==== PROVIDED DATA

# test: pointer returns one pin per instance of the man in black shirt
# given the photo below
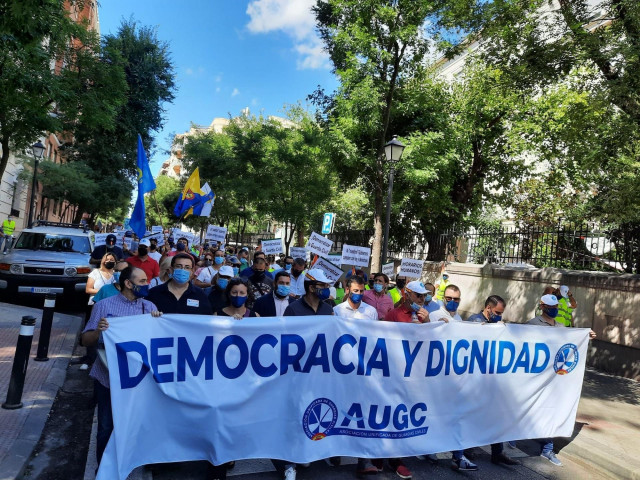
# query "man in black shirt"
(178, 295)
(316, 291)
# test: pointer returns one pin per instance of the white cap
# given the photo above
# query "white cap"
(416, 287)
(550, 300)
(225, 271)
(317, 275)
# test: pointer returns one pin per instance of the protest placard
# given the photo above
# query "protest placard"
(215, 233)
(356, 256)
(389, 270)
(299, 252)
(272, 247)
(318, 244)
(411, 268)
(333, 272)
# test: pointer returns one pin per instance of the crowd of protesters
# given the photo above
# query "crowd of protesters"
(208, 280)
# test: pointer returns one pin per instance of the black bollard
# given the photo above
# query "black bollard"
(20, 361)
(45, 327)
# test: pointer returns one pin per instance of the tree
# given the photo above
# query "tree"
(33, 35)
(375, 47)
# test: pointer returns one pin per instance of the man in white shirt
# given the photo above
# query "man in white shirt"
(354, 307)
(297, 278)
(449, 308)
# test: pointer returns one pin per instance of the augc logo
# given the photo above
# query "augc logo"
(321, 418)
(566, 359)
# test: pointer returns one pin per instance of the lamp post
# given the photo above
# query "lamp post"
(393, 152)
(38, 150)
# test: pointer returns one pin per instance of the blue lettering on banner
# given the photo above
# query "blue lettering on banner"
(382, 421)
(177, 359)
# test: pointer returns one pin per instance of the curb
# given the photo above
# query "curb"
(16, 459)
(590, 453)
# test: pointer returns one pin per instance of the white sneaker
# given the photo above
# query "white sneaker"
(290, 473)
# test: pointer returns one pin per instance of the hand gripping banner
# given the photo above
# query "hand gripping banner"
(306, 388)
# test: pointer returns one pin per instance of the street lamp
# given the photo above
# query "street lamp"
(38, 150)
(393, 152)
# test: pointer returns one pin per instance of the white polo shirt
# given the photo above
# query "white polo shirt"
(364, 311)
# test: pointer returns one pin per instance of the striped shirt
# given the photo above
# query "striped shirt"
(116, 306)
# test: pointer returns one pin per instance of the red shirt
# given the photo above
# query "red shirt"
(149, 265)
(401, 314)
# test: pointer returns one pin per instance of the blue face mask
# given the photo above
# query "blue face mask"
(283, 290)
(452, 306)
(323, 293)
(355, 297)
(181, 276)
(140, 291)
(552, 312)
(238, 301)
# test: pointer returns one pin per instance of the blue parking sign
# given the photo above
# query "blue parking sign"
(327, 223)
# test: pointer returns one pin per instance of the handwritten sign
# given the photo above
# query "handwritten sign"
(318, 244)
(215, 233)
(271, 247)
(299, 252)
(333, 272)
(388, 269)
(411, 268)
(356, 256)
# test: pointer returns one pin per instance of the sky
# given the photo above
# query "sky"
(228, 55)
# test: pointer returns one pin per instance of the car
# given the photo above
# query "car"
(49, 257)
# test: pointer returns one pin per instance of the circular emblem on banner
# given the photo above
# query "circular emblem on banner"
(319, 417)
(566, 359)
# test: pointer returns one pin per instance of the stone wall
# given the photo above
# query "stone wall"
(607, 303)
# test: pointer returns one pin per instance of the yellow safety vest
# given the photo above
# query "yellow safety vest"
(441, 288)
(8, 227)
(565, 312)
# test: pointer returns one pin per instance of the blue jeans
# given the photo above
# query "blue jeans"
(546, 444)
(105, 419)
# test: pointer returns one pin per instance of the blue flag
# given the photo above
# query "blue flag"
(145, 180)
(138, 222)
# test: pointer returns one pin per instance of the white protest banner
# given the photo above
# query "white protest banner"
(215, 233)
(318, 244)
(388, 269)
(190, 387)
(411, 268)
(272, 247)
(333, 272)
(356, 256)
(299, 252)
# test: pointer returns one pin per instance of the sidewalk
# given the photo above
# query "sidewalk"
(21, 428)
(607, 432)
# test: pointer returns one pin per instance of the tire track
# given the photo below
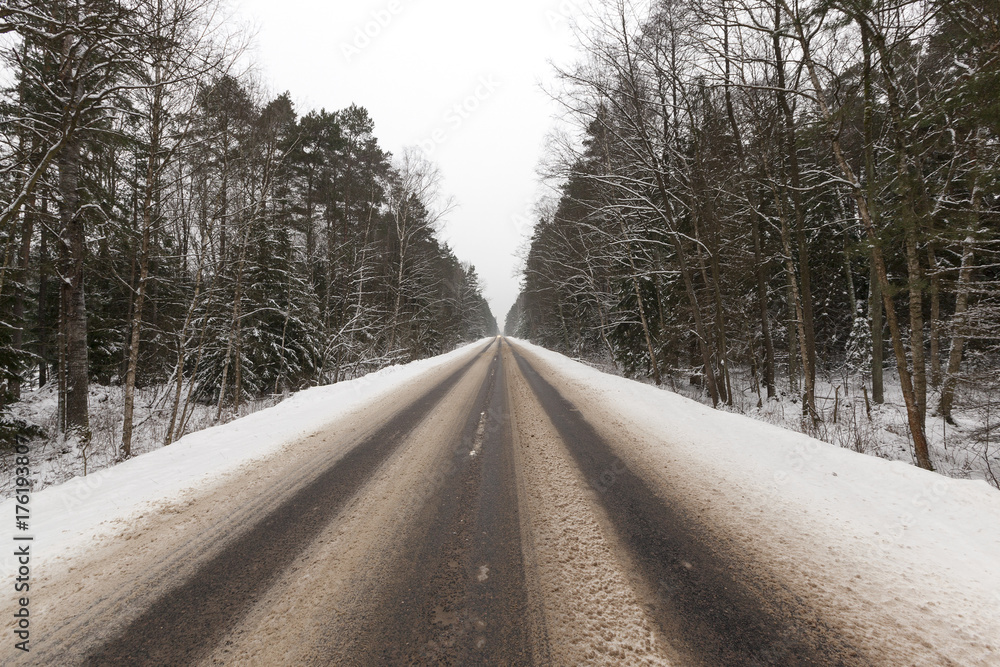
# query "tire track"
(700, 596)
(456, 594)
(183, 625)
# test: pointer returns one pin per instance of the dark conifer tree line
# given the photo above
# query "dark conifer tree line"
(163, 221)
(768, 191)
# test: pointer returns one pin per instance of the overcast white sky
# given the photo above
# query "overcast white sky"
(410, 63)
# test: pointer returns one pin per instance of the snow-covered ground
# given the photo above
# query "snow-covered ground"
(57, 458)
(872, 537)
(72, 514)
(963, 450)
(874, 543)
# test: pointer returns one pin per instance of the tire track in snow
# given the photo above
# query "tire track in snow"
(699, 598)
(183, 625)
(456, 594)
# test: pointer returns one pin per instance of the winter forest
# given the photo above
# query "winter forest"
(178, 245)
(789, 209)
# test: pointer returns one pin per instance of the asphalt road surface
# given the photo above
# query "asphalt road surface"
(473, 517)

========

- [WHAT YOU ARE ASKED TO DO]: Give every line of the listing above again, exactly, with no images.

- [SOLUTION]:
# test: pointer returns one pin per instance of the man in black shirt
# given the photo below
# query "man in black shirt"
(178, 295)
(316, 291)
# test: pointer returns one pin per instance of the white cap
# given the photo above
# query "white cap"
(416, 287)
(550, 300)
(225, 271)
(317, 275)
# test: pointer returns one pin per instance of the protest placard
# given the photo above
# query "protest placard"
(215, 233)
(356, 256)
(389, 270)
(299, 252)
(272, 247)
(318, 244)
(411, 268)
(333, 272)
# test: pointer returns one pin per instance of the crowd of protesters
# given the photo above
# query "crowd of protesters"
(208, 280)
# test: pointer returns one pin per instance of the black bollard
# given the photo above
# query "black bollard"
(20, 361)
(45, 327)
# test: pointer returns one pin per instance of the tree
# given the photo above
# query "tree"
(33, 35)
(375, 47)
# test: pointer returns one pin per instance of the man in white shirt
# given the photo above
# query "man in white shirt"
(354, 307)
(297, 278)
(449, 308)
# test: pointer returns one pin per instance of the augc logo
# given the photo above
# query "augc logo"
(321, 418)
(566, 359)
# test: pointer returns one pin per instance of the lamp post
# given the photo above
# query "lamp post"
(393, 152)
(38, 150)
# test: pointer returns one pin per instance of the blue lettering on banner
# given the photo above
# query "blue lettering on banner"
(382, 421)
(177, 359)
# test: pointer returns one pin per instance of the curb
# given the photo above
# query "curb"
(16, 459)
(590, 453)
# test: pointer returns one pin per instance of the white sneaker
# given the photo above
# query "white sneaker"
(290, 473)
# test: pointer returns one pin per instance of the hand gripping banner
# given the photo above
# query "hand gripping banner"
(306, 388)
# test: pointer returns one pin per instance of the street lamp
# given the photo above
# query "street lamp"
(38, 150)
(393, 152)
# test: pointer returns one pin per instance of the white polo shirt
# given the photo above
# query "white polo shirt"
(364, 311)
# test: pointer returns one pin per instance of the striped shirt
# given the photo above
# query "striped shirt"
(116, 306)
# test: pointer returns one pin per instance of the red shirt
# given the photo above
# query "red shirt"
(149, 265)
(401, 314)
# test: pointer returns one pin per instance of the blue face mask
# given the photo above
# query "blue face mask"
(283, 290)
(452, 306)
(323, 293)
(355, 297)
(181, 276)
(140, 291)
(552, 312)
(238, 301)
# test: pointer returns one pin per instance of the blue parking sign
# given the photo above
# query "blue parking sign"
(327, 223)
# test: pointer returns one pin per instance of the handwritten sign
# given the photo above
# query "handwritten sign"
(318, 244)
(215, 233)
(271, 247)
(299, 252)
(333, 272)
(388, 269)
(411, 268)
(356, 256)
# test: pointer returns one pin per instance of the sky
# given the photo above
# query "sky"
(228, 55)
# test: pointer returns one pin per instance of the car
# given the photo above
# query "car"
(49, 257)
# test: pointer returns one pin per instance of the circular emblem on banner
# given the photo above
# query "circular emblem on banner"
(319, 417)
(566, 359)
# test: pointer returns one pin per instance of the stone wall
# given the photo above
# query "stone wall"
(607, 303)
# test: pointer returns one pin per instance of the yellow safety vest
# given the photo above
# query "yellow safety vest"
(441, 288)
(8, 227)
(565, 312)
# test: pointer returns one pin per instance of the blue jeans
# given the photo above
# query "blue jeans"
(546, 444)
(105, 419)
# test: pointer returns one pin per instance of the blue flag
# given the photo above
# query "blue flag"
(145, 180)
(138, 222)
# test: pointer returns one pin per instance of the white protest banner
# given the photo above
# query "white protest banner"
(215, 233)
(318, 244)
(388, 269)
(190, 387)
(411, 268)
(272, 247)
(333, 272)
(356, 256)
(299, 252)
# test: pointer returns one pin per instance of the sidewalk
# given the photo above
# query "sidewalk"
(21, 428)
(607, 432)
# test: pointer returns one pin per instance of the tire track
# given the photo below
# query "tire track"
(700, 596)
(456, 594)
(183, 625)
# test: pointer returns one pin per instance of the dark conifer tree line
# given the photo above
# query "dark conifer tree line"
(163, 221)
(768, 191)
# test: pointer returns one pin per instance of the overcast white sky
# given the photo above
# query "overcast white sky"
(410, 63)
# test: pointer returns one pin per instance of the snow-covered ground
# given the photo above
# query "snow-covered ground"
(57, 458)
(872, 537)
(72, 514)
(963, 450)
(874, 543)
# test: pointer returns one pin per instance of the tire track in snow
# given the photo above
# query "tire track in snow"
(699, 598)
(183, 625)
(456, 594)
# test: pointer returns one pin per instance of the winter forest
# given the photo above
# query "winter forest"
(178, 245)
(789, 209)
# test: pointer returns one pin per instance of the asphalt road surface
# given the photo above
# query "asphalt road surface"
(473, 517)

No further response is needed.